#### Exercise materials:
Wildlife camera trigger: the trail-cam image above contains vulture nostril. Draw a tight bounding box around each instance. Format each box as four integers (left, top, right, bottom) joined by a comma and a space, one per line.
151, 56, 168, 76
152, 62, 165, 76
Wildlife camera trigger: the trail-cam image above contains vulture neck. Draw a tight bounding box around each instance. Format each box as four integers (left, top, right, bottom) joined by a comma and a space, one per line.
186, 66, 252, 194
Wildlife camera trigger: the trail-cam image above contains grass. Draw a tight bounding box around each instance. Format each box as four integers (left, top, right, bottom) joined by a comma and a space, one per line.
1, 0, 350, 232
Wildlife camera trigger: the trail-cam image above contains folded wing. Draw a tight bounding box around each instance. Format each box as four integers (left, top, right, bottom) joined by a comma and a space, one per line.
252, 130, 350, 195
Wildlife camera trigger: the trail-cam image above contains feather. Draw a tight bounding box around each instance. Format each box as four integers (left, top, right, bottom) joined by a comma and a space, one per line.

#### Exercise details:
Word for word, give the records again.

#### Solution for this task:
Wildlife camera trigger: the trail-cam image above contains vulture nostril. Draw a tight bounding box around each instance. Format each box as four integers (left, top, right, bottom) joined by a comma and a space, one per line.
151, 56, 168, 76
152, 62, 165, 76
Wildlife camera trigger: the trail-cam image above contains vulture neck. Draw a tight bounding box around each instance. Format each box as four integers (left, top, right, bottom) joined by a comma and a space, one per line.
186, 66, 252, 194
Wildlife camera trigger: the trail-cam image above contains grass. Draw a tight bounding box around each instance. Format each box as four integers (left, top, right, bottom) joined by a comma and a space, one per line.
1, 0, 350, 232
Wildlife camera trigger: the trail-cam image above contains folded wing. Draw a tight bounding box around each instance. Format each box as four integers (left, top, right, bottom) joined by a comma and a space, one per line.
252, 130, 350, 195
Wildlife camera trigger: the trail-cam image above contains feather. Draw a tight bounding box around each instance. Format each box as four integers (left, top, right, bottom) joined by a comma and a space, one per line.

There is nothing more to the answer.